> WRITTEN EXERCISE
Rewrite the stretch from the line containing "Please spot the mirror" through the end of the material, keeping the requests and shifting every point coordinate in the answers up by 94; numbers in the requests and their format samples stay unchanged. Give only those lines.

> RECORDS SUPPLIED
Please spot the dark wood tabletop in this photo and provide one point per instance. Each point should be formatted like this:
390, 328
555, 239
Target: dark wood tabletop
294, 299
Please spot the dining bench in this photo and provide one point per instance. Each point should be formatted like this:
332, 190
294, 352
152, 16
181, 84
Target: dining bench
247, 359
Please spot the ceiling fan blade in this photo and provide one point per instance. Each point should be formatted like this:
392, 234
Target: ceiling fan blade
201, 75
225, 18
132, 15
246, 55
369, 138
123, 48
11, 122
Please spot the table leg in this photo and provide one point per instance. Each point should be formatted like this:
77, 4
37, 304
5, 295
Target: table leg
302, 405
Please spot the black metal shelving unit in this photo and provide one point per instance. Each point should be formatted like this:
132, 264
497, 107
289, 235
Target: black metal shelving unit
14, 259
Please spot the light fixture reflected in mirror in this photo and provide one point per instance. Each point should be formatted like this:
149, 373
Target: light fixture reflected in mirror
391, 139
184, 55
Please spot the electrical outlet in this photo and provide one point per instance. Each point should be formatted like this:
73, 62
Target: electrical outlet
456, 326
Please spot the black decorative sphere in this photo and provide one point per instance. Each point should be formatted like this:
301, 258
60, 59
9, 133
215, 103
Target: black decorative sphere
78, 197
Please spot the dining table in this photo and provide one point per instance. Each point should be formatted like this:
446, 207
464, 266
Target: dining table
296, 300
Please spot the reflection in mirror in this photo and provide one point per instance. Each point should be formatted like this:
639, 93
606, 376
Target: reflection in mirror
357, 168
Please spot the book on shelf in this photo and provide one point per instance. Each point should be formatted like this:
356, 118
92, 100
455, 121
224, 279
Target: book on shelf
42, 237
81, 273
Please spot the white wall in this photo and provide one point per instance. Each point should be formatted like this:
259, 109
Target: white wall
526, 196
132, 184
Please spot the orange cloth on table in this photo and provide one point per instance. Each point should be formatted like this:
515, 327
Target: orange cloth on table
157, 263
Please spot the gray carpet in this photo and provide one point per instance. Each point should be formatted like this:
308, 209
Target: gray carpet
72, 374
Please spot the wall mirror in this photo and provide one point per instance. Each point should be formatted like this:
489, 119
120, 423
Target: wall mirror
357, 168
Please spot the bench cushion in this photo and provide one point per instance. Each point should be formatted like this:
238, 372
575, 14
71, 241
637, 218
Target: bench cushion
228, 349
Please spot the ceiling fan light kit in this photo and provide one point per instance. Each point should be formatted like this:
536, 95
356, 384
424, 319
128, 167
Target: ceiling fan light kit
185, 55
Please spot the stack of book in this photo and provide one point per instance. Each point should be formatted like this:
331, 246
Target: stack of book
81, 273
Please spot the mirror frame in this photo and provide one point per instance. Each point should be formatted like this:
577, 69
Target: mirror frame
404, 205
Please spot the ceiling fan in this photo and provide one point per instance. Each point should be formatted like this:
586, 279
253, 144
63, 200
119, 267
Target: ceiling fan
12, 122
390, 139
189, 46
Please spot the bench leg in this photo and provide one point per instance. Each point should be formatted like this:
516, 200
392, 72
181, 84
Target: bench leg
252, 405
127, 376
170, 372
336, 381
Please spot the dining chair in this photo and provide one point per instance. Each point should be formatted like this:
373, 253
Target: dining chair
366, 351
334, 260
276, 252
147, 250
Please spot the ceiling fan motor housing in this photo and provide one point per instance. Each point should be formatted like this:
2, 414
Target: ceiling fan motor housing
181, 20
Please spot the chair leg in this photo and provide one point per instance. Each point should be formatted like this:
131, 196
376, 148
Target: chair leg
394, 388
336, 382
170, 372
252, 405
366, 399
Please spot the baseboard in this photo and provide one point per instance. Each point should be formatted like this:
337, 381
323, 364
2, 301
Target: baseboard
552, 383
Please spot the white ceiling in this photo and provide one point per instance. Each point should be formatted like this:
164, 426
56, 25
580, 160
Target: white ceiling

> RESULT OF THE TASK
Please spot the mirror frame in this photo and provide one point per instance. Each point should be formatted like this:
577, 69
Target: mirror frame
498, 299
Please spot the ceiling fan in this photo and provide one point per instance. Each point should be formatted like this:
586, 279
253, 144
63, 200
119, 267
Target: ceiling fan
106, 216
484, 233
283, 140
Please spot the bench leg in this photo and provide one point per instance. Each point should be formatted like this:
516, 200
392, 72
181, 84
Target: bench leg
346, 499
221, 470
264, 466
430, 475
Please spot the dining chair in this photo and provide one point per instance. Each point should be formatted like this:
373, 253
Target: dining chair
460, 445
428, 354
370, 346
241, 344
Please spot the ceiling fan motor housing in this photo and provide one point per instance. Each point should be formatted like this:
2, 414
Target: ceiling fan motor housing
275, 114
Please spot the chair leg in this photo and provide one point per instance. Each point should be formatted like this:
131, 196
376, 148
Target: chair leg
488, 482
430, 476
264, 466
346, 499
460, 493
Please spot the baseboard in this photo and provide one point per instance. Each point should be formatted like this:
337, 381
323, 364
2, 301
Target: baseboard
646, 477
Please spot the white ceiling in this photo and provide one point per instance. Each point should be formatted like this:
164, 426
56, 25
580, 160
Target: white ceiling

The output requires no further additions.